**AUFGABEN**.
**a)** Beantworte anhand des Textauszugs unten diese Fragen:
(i) Was beteuerte der Anwalt?
(ii) Wozu ermahnt der US-Richter die Beteiligten?
(iii) Wie erklärt der Dienstherr, dass der brasilianische Richter „oben ohne“ zu sehen war?
**b)** Prüfe, ob die folgenden Aussagen mit dem Textauszug unten übereinstimmen. Antworte jeweils mit Ja oder Nein und zitiere die entscheidende Stelle wörtlich.
(i) Ein US-Richter wandte sich mit einem offenen Brief an die Öffentlichkeit.
(ii) Der Dienstherr stellte beim brasilianischen Richter ein Fehlverhalten fest.
(iii) Zum offiziellen Sitzungsbeginn war der brasilianische Richter unangemessen gekleidet.
**c)** Führe den Textauszug über Gerichtsverhandlungen per Videokonferenz nach seinem letzten Satz fort.
═══ TEXTAUSZUG ═══
Der Anwalt beteuerte verzweifelt: „Ich bin hier, live. Ich bin keine Katze“. Die Augen der Katzen spiegelten die Verzweiflung des Anwalts dabei äußerst plastisch wieder. Das brachte dem Anwalt in den USA ein Millionenpublikum im Netz.

US-Richter mahnt zur Wahrung der Würde der Justiz

Durch diese und ähnliche Fälle sah sich ein US-Richter sich zu einem offenen Brief veranlasst. Darin beklagte er, dass ein männlicher Anwalt in Gerichtsverhandlung per Videokonferenz ohne Hemd erschienen sei, sich eine weibliche Anwältin gut erkennbar noch in ihrem Bett befunden habe, Anwälte offensichtlich während der Gerichtsverhandlung am Strand auf einer Decke sitzen, während sie im Hintergrund einen gefakten Bürohintergrund einblenden. Der Richter ermahnt die Beteiligten, auch bei Online-Gerichtsverhandlungen die Würde der Justiz zu achten.

Brasilianische Justiz sieht Richter „oben ohne“ locker

In Brasilien war sogar ein Richter in einer Videoverhandlung zunächst „oben ohne“ erschienen. Auch dieses Video wird im Netz millionenfach geklickt. Der Dienstherr konnte allerdings kein Fehlverhalten des Richters feststellen. Die Kamera sei versehentlich schon eingeschaltet gewesen, bevor der Richter sich vollständig angezogen habe. Zum offiziellen Beginn der Sitzung sei er angemessen gekleidet gewesen.
═══ EINTRÄGE ═══
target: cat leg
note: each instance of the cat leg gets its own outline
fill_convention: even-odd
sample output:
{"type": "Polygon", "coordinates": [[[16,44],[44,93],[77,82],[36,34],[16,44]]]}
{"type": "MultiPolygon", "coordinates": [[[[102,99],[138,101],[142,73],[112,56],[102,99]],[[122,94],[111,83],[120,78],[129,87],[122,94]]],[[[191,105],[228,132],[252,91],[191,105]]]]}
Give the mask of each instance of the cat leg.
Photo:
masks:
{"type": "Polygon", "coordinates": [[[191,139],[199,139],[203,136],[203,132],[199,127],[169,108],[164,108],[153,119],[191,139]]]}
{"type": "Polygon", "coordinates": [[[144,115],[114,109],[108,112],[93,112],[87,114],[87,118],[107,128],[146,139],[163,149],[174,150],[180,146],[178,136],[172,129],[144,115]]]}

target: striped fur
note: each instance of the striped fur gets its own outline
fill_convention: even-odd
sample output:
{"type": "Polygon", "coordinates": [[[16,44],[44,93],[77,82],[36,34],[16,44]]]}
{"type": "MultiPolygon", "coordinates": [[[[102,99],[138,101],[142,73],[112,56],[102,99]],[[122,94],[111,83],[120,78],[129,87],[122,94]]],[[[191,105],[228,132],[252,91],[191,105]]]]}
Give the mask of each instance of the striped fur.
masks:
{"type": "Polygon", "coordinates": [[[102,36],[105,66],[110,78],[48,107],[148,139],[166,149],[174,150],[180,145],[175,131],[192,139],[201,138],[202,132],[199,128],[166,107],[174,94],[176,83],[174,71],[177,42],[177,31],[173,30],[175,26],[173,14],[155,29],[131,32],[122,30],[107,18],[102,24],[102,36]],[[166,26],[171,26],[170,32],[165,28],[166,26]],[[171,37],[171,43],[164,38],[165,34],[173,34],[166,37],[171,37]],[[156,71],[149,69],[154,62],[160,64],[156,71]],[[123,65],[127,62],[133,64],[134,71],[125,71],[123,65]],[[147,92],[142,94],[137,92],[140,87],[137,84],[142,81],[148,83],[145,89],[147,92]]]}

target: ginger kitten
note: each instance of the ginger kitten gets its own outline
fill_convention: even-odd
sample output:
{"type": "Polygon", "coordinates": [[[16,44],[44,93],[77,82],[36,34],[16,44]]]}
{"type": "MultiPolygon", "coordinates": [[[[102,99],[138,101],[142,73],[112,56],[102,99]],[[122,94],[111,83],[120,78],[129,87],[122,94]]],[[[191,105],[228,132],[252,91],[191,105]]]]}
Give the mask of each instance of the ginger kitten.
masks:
═══
**LÖSUNGEN**.
**a)**
(i) „Ich bin hier, live. Ich bin keine Katze“.
(ii) Sie sollen auch bei Online-Gerichtsverhandlungen die Würde der Justiz achten.
(iii) Die Kamera sei versehentlich schon eingeschaltet gewesen, bevor der Richter sich vollständig angezogen habe.

**b)**
(i) Ja: „zu einem offenen Brief veranlasst“
(ii) Nein: „Der Dienstherr konnte allerdings kein Fehlverhalten des Richters feststellen.“
(iii) Nein: „Zum offiziellen Beginn der Sitzung sei er angemessen gekleidet gewesen.“

**c)**
Deutsche Online-Verhandlungen sind strenger geregelt

Aus Deutschland sind ähnlich skurrile Vorkommnisse bisher nicht bekannt. Allerdings sind die Vorschriften auch strenger. Gemäß § 128 a sind zwar auch in Deutschland Videoverhandlungen zugelassen. Das Gericht selbst muss sich allerdings während der Videokonferenz im Sitzungsraum des Gerichts aufhalten.

  • Richter dürfen die Gerichtsverhandlung nicht vom heimischen Wohnzimmer aus führen.
  • Außerdem kann das Gericht den übrigen Verfahrensbeteiligten den Ort vorgeben, von welchem aus sie an der Videokonferenz teilnehmen. Der Nordsee-Strand oder der oberbayerische Bergsee werden typischerweise nicht dabei sein.
  • Die Öffentlichkeit wird nicht durch eine Übertragung im Netz gewahrt, sondern muss grundsätzlich nur am Sitzungsort gewährleistet sein.
  • Eine Aufzeichnung der Videokonferenz ist nach § 128 a Abs. 3 Satz 1 ZPO nicht zulässig.

Online-Verhandlungen bieten Vorteile für alle Beteiligten

Die Gerichtsverhandlung der Videokonferenz wird gerade in Pandemie-Zeiten allgemein als großer Vorteil angesehen, da Gerichtsverfahren trotz Corona auf diese Weise zügig durchgeführt werden können. Außerdem sind Prozessbevollmächtigte, Sachverständige und Zeugen häufig erfreut, wenn sie für oft nur kurzfristige Statements nicht Hunderte von Kilometern zum Gerichtssaal anreisen müssen.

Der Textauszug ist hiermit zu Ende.